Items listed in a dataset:
⟨

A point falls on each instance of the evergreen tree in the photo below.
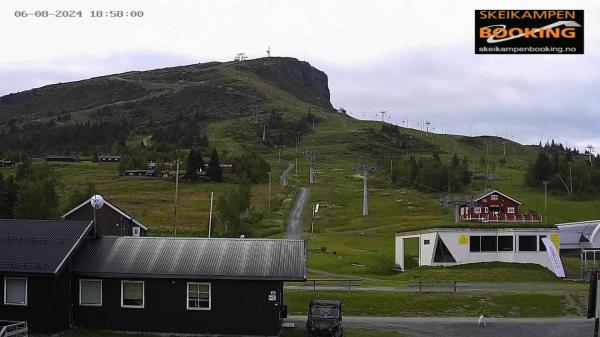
(195, 163)
(24, 170)
(214, 170)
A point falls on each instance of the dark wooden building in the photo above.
(35, 271)
(7, 163)
(107, 158)
(63, 158)
(168, 285)
(189, 285)
(110, 220)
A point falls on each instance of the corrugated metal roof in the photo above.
(38, 246)
(199, 258)
(582, 231)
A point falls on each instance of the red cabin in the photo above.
(496, 206)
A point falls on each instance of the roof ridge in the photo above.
(199, 238)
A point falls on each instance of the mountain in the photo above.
(97, 112)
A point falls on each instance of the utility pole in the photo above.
(279, 147)
(176, 197)
(312, 155)
(366, 168)
(210, 214)
(571, 176)
(269, 192)
(545, 182)
(314, 219)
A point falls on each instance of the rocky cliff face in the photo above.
(296, 77)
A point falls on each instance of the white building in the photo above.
(454, 246)
(579, 235)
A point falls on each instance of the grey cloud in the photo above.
(536, 97)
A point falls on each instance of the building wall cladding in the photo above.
(48, 303)
(501, 202)
(238, 307)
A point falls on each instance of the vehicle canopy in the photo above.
(325, 309)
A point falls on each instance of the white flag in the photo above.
(554, 258)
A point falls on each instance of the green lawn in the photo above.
(299, 332)
(287, 332)
(432, 305)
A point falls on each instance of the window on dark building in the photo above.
(474, 243)
(15, 291)
(198, 296)
(527, 243)
(90, 292)
(489, 243)
(505, 243)
(132, 294)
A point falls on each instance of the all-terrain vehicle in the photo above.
(324, 319)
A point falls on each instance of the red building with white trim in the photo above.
(495, 206)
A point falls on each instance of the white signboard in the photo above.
(554, 258)
(597, 316)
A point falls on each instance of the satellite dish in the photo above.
(97, 201)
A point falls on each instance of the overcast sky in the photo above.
(411, 58)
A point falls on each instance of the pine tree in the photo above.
(214, 171)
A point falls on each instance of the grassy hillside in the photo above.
(234, 101)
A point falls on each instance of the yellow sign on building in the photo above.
(555, 238)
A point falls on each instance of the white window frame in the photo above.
(187, 294)
(143, 295)
(26, 288)
(101, 292)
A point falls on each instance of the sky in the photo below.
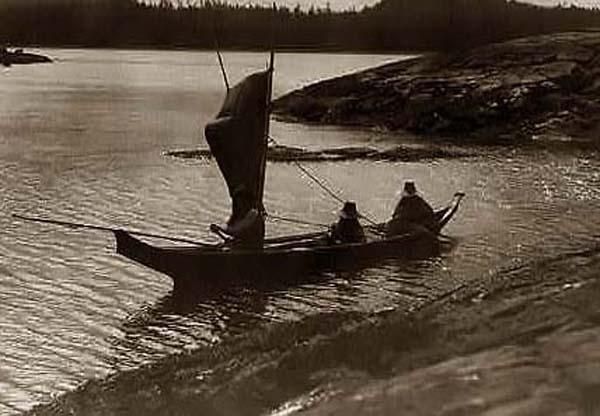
(358, 4)
(347, 4)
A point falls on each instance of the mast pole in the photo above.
(271, 67)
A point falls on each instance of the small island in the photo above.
(546, 85)
(18, 57)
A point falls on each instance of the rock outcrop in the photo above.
(538, 85)
(281, 153)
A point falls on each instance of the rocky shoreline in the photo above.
(526, 88)
(281, 153)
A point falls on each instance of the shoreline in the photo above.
(502, 93)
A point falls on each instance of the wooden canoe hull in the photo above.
(201, 266)
(215, 266)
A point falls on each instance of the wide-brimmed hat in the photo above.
(409, 189)
(349, 211)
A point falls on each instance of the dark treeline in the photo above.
(388, 26)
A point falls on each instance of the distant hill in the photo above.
(390, 25)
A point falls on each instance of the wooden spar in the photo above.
(109, 229)
(263, 166)
(220, 58)
(222, 67)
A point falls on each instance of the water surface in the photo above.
(82, 140)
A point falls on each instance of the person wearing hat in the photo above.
(348, 229)
(412, 213)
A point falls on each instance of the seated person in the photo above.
(348, 229)
(412, 214)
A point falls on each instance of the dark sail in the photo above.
(237, 141)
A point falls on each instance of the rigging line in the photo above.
(323, 186)
(296, 221)
(312, 176)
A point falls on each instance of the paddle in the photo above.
(110, 229)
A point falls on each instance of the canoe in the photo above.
(205, 267)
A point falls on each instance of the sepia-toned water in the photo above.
(82, 140)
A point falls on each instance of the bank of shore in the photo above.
(542, 86)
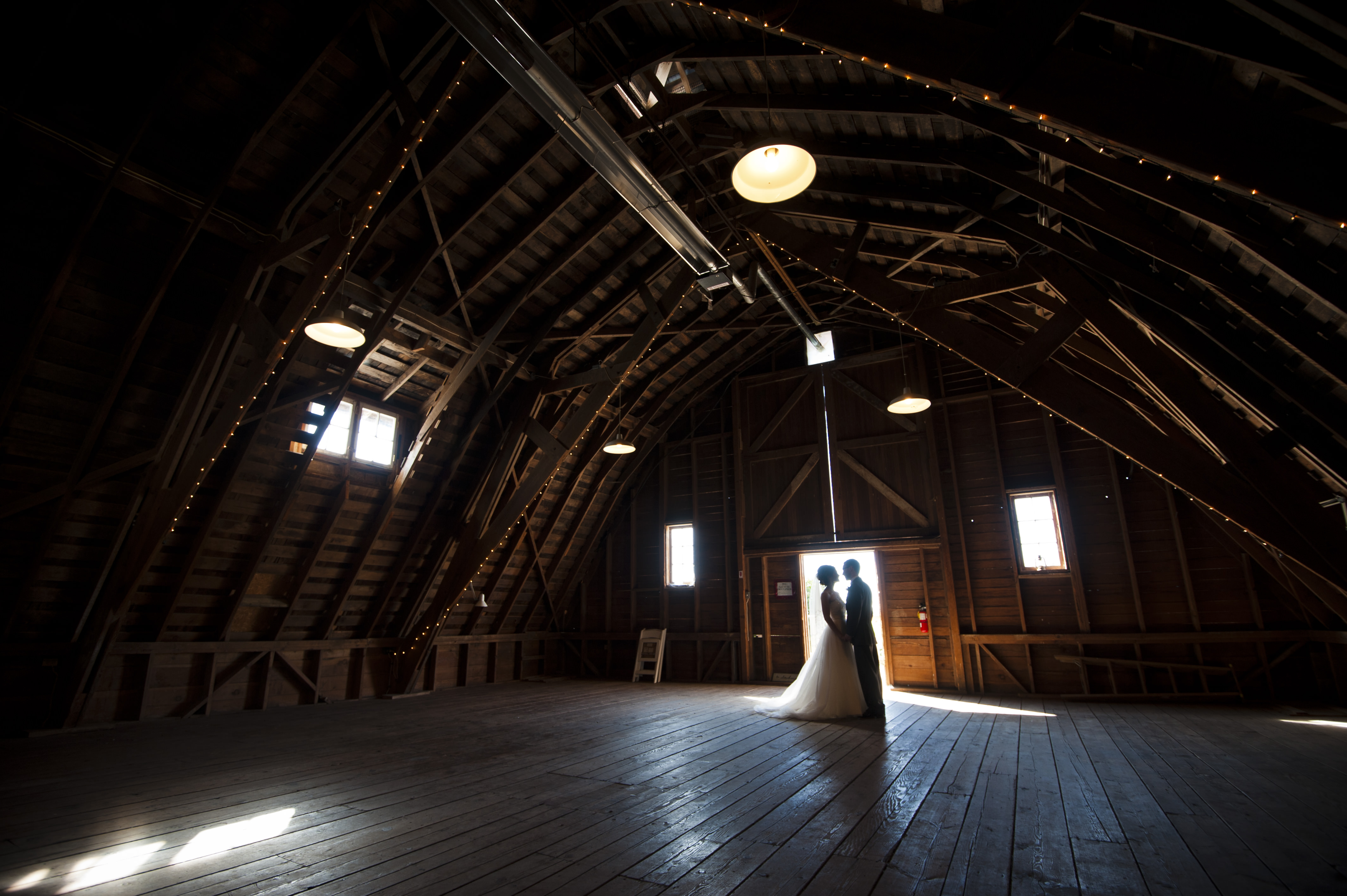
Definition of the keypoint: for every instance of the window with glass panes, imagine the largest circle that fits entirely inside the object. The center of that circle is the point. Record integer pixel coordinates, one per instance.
(1038, 532)
(359, 433)
(680, 556)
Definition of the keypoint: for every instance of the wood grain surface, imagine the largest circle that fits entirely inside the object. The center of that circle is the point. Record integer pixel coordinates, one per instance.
(566, 787)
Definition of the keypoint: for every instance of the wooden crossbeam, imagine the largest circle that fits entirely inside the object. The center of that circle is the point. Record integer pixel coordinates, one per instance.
(224, 678)
(1083, 405)
(787, 494)
(472, 551)
(1027, 359)
(880, 486)
(782, 413)
(872, 399)
(1003, 668)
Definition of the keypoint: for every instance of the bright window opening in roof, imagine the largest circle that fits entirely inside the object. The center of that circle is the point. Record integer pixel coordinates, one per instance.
(1038, 532)
(357, 433)
(819, 356)
(681, 558)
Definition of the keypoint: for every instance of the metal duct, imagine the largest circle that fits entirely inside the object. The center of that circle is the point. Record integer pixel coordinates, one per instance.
(780, 297)
(527, 68)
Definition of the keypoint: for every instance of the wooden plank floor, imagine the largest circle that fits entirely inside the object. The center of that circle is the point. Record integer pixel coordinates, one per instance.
(570, 787)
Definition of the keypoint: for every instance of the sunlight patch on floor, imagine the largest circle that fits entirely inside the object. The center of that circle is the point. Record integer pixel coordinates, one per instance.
(217, 840)
(100, 868)
(957, 706)
(28, 880)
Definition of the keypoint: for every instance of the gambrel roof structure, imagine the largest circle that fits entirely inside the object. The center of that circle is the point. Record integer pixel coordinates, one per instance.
(1133, 213)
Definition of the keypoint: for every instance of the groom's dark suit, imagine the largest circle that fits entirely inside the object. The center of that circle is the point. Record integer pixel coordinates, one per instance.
(860, 610)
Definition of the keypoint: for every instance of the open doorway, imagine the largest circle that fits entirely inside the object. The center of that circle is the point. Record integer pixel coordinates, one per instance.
(810, 595)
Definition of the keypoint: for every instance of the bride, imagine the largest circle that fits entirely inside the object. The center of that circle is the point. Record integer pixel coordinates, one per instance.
(828, 686)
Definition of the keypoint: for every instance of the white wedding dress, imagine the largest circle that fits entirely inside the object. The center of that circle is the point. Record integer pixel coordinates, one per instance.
(828, 686)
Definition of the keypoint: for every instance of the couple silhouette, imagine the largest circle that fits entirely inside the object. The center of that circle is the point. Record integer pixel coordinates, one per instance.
(843, 675)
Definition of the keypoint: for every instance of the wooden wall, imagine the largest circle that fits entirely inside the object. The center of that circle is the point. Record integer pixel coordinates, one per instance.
(1145, 560)
(692, 480)
(1147, 564)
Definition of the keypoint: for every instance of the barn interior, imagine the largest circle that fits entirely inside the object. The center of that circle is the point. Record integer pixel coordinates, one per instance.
(370, 353)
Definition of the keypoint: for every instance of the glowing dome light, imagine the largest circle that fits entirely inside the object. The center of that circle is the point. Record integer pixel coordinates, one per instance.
(336, 331)
(619, 445)
(774, 173)
(911, 402)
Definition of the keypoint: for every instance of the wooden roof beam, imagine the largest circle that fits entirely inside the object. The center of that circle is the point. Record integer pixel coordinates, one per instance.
(1081, 403)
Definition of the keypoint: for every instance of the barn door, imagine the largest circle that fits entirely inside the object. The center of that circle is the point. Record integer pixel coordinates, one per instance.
(785, 457)
(880, 483)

⟩

Activity: In your answer, print the entries above exactly, with the pictures left out.

Reply:
A point falls on each instance of the evergreen tree in the photo below.
(195, 163)
(24, 170)
(214, 170)
A point falls on each instance of the dark wooden building in the photo above.
(35, 271)
(7, 163)
(107, 158)
(63, 158)
(168, 285)
(189, 285)
(110, 220)
A point falls on each instance of the corrugated metal roof in the photo above.
(38, 246)
(199, 258)
(582, 231)
A point falls on each instance of the red cabin in the photo above.
(496, 206)
A point falls on each instance of the roof ridge in the photo above.
(199, 238)
A point falls on each instance of the mountain in the photo above.
(97, 112)
A point falls on each instance of the utility pole in the photo above.
(279, 147)
(176, 197)
(312, 155)
(366, 168)
(210, 214)
(571, 176)
(269, 192)
(545, 182)
(314, 219)
A point falls on each instance of the rocky cliff face in the photo above.
(296, 77)
A point falls on each instance of the white building in the photo above.
(454, 246)
(579, 235)
A point falls on each instance of the grey cloud in the photo above.
(536, 97)
A point falls on each instance of the building wall cladding in the photo above.
(48, 303)
(501, 202)
(238, 307)
A point falls on each instance of the vehicle canopy in the photo above.
(325, 309)
A point falls on each instance of the white flag in the photo above.
(554, 258)
A point falls on each instance of the green lawn in the photo above.
(299, 332)
(287, 332)
(432, 305)
A point falls on each instance of the window on dark building in the photo above.
(474, 243)
(15, 291)
(198, 296)
(527, 243)
(90, 292)
(489, 243)
(505, 243)
(132, 294)
A point falls on each instance of the all-terrain vehicle in the photo above.
(324, 319)
A point falls on each instance of the red building with white trim in the photo above.
(495, 206)
A point falls on each instance of the white signboard in the photo above.
(554, 258)
(597, 316)
A point falls on each instance of the satellite dish in the photo above.
(97, 201)
A point falls on each instance of the overcast sky in the photo above.
(411, 58)
A point falls on each instance of the pine tree in the photo above.
(214, 171)
A point falls on each instance of the grassy hillside in the photo above.
(234, 101)
A point falls on each instance of the yellow sign on building in the photo above.
(555, 238)
A point falls on each instance of the white window frame in the photo above.
(187, 294)
(143, 295)
(26, 288)
(101, 292)
A point falls on each instance of the sky in the photo below.
(358, 4)
(347, 4)
A point falls on each instance of the mast pole in the photo above.
(271, 67)
A point falls on each instance of the small island in the photo above.
(546, 85)
(18, 57)
A point falls on each instance of the rock outcrop in the photo above.
(538, 85)
(281, 153)
A point falls on each instance of the rocky shoreline in the photo above.
(526, 88)
(281, 153)
A point falls on each instance of the shoreline in the photo above.
(502, 93)
A point falls on each instance of the wooden canoe hull in the photo above.
(201, 266)
(215, 266)
A point falls on each instance of the wide-brimmed hat in the photo above.
(409, 189)
(349, 211)
A point falls on each instance of the dark treeline in the photo above.
(388, 26)
A point falls on each instance of the distant hill in the photo above.
(390, 25)
A point falls on each instance of the wooden spar in the photo above.
(109, 229)
(263, 166)
(220, 58)
(222, 67)
A point falls on each instance of the water surface in the photo above.
(82, 140)
A point falls on each instance of the person wearing hat in the photo above.
(348, 229)
(412, 213)
A point falls on each instance of the seated person in the photo above.
(348, 229)
(412, 214)
A point falls on each instance of the dark sail in the photo above.
(237, 141)
A point falls on each instance of the rigging line in the photo above.
(323, 186)
(296, 221)
(312, 176)
A point falls on each instance of the paddle in the photo above.
(110, 229)
A point falls on each instance of the canoe in the photo above.
(205, 267)
A point falls on each instance of the sepia-toned water in the photo above.
(82, 140)
A point falls on each instance of the bank of shore in the photo above.
(542, 86)
Definition of the keypoint: for every instance of the window with glass panes, imagine the largest circle that fits entirely inside the object. The center of that circle is the point. Record integer pixel coordinates, one per instance.
(1038, 532)
(359, 433)
(680, 556)
Definition of the keypoint: for every instance of the wood grain surface, imagine the largest circle that fits entirely inside the object. The center of that circle is the point. Record integer pixel coordinates, one per instance.
(566, 787)
Definition of the keypoint: for every instance of the wooden crossbeam, imagine the largest circle that fits entirely inside the object. The center of that circle is the point. Record integer pixel coordinates, one per instance.
(224, 678)
(1083, 405)
(787, 494)
(472, 551)
(1027, 359)
(880, 486)
(782, 413)
(872, 399)
(1003, 668)
Definition of the keypoint: for every instance of the bright window opening in roof, imagine the largest circle that fits entirely inside the object. The center of that circle is the point. Record integer pixel coordinates, one per instance.
(1038, 532)
(357, 433)
(819, 356)
(681, 558)
Definition of the keypoint: for every instance of the metal duct, imagine the largest circle that fits entirely inside the object. The center of that circle is the point. Record integer pixel coordinates, one per instance.
(780, 297)
(527, 68)
Definition of the keypoint: for every instance of the wooden plank floor, imagine the largest circle that fits entirely inside the object. The center of that circle is the point. Record integer pixel coordinates, one per instance.
(570, 787)
Definition of the keypoint: for every instance of the sunlight patch on floor, imagine the largest circle that fits entirely inside the object. The center of that circle is the point. Record integer pixel coordinates, one per instance.
(217, 840)
(100, 868)
(957, 706)
(28, 880)
Definition of the keypoint: for every instance of the gambrel roof structure, imagine the largest circle that fits entirely inside the object. The center of that circle is the point. Record integer pixel coordinates, one per instance.
(1133, 213)
Definition of the keypoint: for every instance of the groom's dark suit, imagine the largest circle that fits entirely inside the object. The center of that circle is the point. Record integer pixel coordinates, one per instance.
(860, 610)
Definition of the keypoint: for every instance of the open doorway, imagine the largest circle that fits entirely inside the object. The center of that circle is the point. Record integer pixel coordinates, one per instance.
(810, 595)
Definition of the keypoint: for every instance of the bride, imagine the largest circle that fits entirely inside the object. The center of that circle is the point. Record integer pixel coordinates, one per instance.
(828, 686)
Definition of the keypoint: for every instance of the white wedding dress, imagine the largest circle that fits entirely inside the object. The center of that circle is the point. Record integer pixel coordinates, one per instance.
(828, 686)
Definition of the keypoint: for every instance of the couple silhouette, imagine the largest circle that fits entirely inside the object. The center of that circle is the point. Record integer pixel coordinates, one per instance.
(843, 675)
Definition of the keypoint: for every instance of the wooden wall, imagine the largest circle that fits entirely inside the object. The center of that circle is the point. Record integer pixel coordinates, one per instance.
(1145, 560)
(692, 480)
(1147, 564)
Definition of the keypoint: for every instance of the barn interior, imagine the largest circle that fits entirely inside the object. The center of that circle is the point. Record integer pixel coordinates, one per instance.
(370, 353)
Definition of the keypoint: for every instance of the glowing dome light, imagine the largest circle that fits entirely inside the object. The center of that circle is the point. Record integer pixel coordinates, one per instance.
(336, 331)
(619, 445)
(774, 173)
(911, 402)
Definition of the keypoint: for every instance of the wooden roof beam, imagine the largest circle that fits entirely inside the object. The center of that circle is the point. Record integer pixel coordinates, one per instance.
(1081, 403)
Definition of the keypoint: for every instance of the barn door, imagine the largest circle that fits entirely inside the object. The center of that circle is the point. Record integer pixel coordinates, one per instance.
(785, 457)
(880, 483)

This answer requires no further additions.